Top of Available data
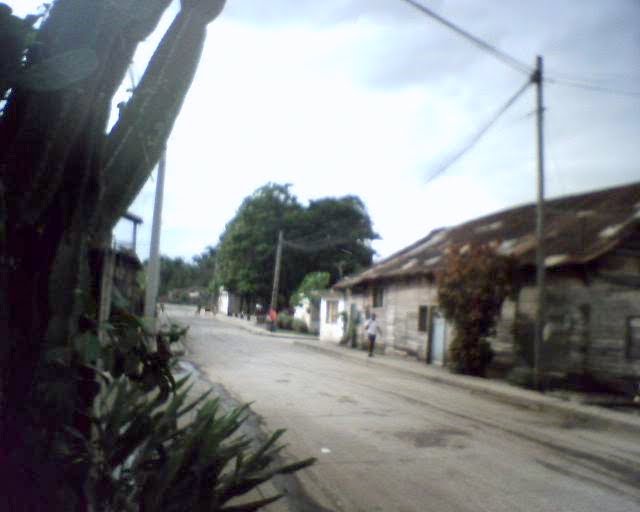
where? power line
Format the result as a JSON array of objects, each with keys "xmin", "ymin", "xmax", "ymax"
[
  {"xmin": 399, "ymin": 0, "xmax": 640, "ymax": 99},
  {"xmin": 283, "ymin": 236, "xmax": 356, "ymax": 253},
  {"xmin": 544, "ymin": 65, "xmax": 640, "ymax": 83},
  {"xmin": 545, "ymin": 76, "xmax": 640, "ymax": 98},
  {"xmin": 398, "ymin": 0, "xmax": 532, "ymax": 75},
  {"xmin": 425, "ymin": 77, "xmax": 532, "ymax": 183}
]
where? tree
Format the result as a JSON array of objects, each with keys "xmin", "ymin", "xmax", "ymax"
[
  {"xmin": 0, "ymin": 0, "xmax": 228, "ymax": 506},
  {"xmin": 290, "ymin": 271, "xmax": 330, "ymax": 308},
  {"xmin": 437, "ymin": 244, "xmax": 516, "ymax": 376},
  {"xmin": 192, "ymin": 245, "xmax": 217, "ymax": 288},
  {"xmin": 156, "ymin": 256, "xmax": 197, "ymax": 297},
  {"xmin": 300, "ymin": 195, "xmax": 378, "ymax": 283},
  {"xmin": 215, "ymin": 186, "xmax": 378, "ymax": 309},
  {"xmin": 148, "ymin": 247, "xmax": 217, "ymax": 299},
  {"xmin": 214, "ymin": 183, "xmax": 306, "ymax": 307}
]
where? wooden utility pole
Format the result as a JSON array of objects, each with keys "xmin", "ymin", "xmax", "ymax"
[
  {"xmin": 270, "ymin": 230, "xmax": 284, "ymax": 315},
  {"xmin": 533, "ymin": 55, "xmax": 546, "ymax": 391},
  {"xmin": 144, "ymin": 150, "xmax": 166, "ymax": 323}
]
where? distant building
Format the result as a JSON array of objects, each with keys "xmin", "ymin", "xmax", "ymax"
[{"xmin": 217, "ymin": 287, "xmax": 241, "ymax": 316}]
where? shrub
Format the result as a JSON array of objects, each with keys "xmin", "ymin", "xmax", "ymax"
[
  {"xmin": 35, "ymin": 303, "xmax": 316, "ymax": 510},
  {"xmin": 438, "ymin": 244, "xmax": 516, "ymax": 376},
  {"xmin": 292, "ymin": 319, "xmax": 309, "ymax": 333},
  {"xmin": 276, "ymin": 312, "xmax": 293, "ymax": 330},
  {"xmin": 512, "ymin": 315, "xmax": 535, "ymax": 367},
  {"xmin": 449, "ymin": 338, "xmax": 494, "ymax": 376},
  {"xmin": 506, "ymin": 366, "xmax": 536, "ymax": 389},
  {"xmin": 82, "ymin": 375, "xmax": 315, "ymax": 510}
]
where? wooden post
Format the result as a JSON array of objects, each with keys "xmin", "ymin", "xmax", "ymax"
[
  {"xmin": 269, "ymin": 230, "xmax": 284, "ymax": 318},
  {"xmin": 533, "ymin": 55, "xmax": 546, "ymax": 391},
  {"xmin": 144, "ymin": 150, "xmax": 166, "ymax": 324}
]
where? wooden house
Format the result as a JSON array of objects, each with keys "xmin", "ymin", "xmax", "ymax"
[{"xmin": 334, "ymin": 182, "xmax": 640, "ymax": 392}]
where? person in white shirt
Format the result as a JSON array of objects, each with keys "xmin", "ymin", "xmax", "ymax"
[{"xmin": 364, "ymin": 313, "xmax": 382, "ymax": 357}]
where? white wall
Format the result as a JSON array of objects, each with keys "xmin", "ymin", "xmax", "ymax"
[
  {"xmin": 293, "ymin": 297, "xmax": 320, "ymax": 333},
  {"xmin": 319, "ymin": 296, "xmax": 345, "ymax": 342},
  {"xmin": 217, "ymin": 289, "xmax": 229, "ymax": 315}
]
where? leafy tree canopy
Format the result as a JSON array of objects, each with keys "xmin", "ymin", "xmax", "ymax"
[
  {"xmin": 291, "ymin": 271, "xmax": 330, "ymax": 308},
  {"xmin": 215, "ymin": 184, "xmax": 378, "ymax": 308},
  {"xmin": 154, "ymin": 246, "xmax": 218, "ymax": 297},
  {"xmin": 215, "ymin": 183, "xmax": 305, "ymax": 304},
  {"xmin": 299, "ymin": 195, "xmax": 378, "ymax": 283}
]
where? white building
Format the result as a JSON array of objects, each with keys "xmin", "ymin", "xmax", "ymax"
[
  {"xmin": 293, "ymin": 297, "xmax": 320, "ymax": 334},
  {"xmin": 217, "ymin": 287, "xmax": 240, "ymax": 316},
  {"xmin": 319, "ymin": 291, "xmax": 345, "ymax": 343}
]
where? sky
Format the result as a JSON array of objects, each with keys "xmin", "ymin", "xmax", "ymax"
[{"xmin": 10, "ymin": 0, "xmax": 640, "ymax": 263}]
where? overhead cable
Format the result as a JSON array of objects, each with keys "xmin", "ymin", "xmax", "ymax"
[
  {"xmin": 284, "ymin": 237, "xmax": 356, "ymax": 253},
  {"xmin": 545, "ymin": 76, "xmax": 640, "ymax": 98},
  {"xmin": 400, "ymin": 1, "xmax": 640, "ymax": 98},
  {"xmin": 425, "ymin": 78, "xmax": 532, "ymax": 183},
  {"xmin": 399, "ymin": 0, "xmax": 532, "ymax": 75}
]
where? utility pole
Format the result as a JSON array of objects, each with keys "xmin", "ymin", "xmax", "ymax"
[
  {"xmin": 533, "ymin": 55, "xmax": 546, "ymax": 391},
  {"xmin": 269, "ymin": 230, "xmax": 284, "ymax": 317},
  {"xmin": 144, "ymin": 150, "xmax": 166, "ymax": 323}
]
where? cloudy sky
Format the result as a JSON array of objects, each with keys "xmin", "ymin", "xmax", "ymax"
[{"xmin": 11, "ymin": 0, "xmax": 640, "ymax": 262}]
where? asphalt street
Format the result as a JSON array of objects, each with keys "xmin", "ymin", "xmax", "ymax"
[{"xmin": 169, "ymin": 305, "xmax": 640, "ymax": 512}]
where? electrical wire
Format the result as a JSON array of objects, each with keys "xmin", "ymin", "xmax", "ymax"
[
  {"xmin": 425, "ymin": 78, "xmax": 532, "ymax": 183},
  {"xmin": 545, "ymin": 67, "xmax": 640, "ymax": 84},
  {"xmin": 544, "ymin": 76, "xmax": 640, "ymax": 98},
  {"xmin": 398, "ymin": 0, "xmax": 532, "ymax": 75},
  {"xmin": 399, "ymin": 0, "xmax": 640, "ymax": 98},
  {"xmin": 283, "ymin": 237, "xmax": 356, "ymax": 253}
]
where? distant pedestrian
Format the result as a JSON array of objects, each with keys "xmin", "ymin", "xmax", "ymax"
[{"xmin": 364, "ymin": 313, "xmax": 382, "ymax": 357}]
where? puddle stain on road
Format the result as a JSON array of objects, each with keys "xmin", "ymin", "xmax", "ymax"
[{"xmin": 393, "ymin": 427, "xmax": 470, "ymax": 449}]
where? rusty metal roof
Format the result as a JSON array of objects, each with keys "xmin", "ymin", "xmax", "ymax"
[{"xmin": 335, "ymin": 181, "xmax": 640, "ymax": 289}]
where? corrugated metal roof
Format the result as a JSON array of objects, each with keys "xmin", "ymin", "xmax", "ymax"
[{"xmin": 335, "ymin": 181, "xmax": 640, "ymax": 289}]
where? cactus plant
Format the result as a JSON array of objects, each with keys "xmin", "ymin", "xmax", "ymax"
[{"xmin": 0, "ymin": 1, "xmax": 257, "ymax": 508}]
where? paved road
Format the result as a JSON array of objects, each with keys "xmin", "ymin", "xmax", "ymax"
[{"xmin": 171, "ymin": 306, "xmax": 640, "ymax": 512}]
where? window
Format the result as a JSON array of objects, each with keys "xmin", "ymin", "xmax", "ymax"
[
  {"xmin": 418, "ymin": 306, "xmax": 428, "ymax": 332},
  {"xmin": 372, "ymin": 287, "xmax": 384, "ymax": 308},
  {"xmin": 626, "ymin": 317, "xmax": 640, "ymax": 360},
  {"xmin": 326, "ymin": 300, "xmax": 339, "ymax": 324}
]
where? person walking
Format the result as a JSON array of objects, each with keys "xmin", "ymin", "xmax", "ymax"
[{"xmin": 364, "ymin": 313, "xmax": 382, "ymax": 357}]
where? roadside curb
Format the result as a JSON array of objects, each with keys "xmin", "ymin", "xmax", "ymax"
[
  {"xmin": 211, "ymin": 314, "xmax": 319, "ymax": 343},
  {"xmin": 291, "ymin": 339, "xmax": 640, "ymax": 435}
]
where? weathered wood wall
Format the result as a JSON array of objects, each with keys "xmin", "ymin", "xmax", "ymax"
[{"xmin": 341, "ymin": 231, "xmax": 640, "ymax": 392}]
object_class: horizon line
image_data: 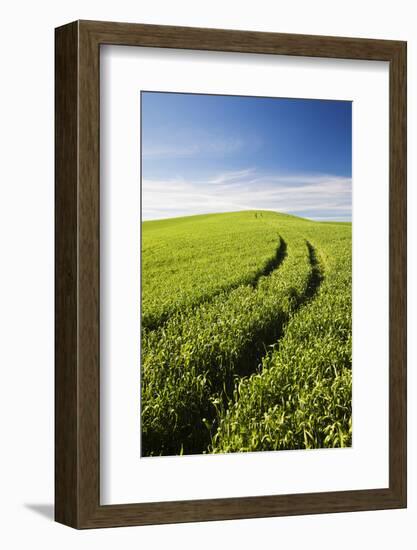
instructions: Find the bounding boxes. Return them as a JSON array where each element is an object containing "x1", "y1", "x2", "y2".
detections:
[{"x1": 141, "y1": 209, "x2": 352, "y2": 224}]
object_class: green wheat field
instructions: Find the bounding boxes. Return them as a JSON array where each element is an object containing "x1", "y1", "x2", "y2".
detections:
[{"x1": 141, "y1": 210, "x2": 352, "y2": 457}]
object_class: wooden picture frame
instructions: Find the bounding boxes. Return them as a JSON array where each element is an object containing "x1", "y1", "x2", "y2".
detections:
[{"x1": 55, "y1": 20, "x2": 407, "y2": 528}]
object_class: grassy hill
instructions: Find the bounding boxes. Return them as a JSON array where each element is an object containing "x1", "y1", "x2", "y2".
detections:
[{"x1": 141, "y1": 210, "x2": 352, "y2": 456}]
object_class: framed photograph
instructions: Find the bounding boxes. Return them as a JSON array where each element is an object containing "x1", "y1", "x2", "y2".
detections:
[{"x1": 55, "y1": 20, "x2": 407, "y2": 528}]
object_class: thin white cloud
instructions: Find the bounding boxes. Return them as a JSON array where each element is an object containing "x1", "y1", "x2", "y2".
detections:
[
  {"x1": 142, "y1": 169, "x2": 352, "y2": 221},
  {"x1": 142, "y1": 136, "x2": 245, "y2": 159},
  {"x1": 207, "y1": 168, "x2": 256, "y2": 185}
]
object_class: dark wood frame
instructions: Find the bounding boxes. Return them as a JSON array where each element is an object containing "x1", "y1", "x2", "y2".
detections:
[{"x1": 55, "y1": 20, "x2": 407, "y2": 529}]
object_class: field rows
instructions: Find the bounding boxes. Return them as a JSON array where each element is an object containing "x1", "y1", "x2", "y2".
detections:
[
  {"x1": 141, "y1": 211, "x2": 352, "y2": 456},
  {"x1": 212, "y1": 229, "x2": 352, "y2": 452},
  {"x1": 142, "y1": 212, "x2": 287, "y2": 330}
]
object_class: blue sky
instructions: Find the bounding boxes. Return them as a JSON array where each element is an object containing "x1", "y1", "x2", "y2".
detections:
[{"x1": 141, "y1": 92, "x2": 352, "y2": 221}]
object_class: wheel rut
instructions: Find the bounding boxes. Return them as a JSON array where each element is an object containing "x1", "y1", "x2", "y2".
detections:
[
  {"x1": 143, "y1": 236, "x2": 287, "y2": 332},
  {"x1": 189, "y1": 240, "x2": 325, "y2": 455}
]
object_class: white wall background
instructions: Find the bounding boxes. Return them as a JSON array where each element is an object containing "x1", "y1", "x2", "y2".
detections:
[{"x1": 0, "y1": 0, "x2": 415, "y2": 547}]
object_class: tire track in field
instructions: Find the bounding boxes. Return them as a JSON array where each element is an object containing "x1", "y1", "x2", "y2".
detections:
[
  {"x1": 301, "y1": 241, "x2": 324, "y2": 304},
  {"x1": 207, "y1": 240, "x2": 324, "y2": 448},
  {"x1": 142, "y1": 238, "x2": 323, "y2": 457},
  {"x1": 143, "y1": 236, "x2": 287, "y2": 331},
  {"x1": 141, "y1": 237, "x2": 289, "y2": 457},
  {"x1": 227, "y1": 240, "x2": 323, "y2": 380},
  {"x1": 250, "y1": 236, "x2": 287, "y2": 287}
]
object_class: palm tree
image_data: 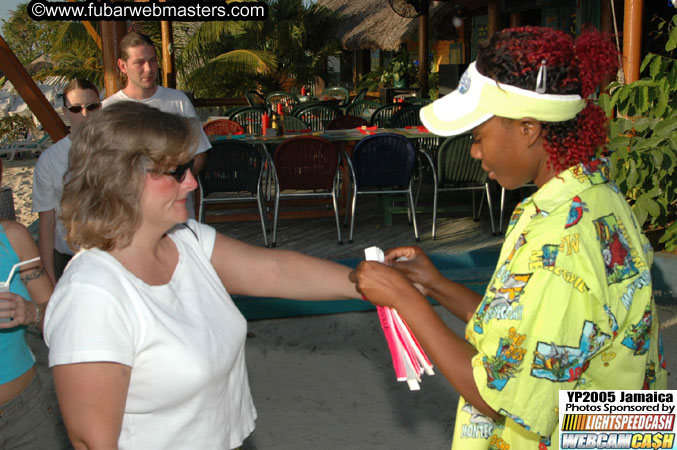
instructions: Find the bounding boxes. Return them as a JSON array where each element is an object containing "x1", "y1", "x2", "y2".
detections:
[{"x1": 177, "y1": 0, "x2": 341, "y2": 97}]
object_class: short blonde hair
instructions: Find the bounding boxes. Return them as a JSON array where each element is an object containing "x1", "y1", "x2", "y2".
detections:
Bottom of Available data
__About this exercise__.
Counting only lines that hold the word "roof", state how many there are in the data. Write the number alone.

__Expected output__.
2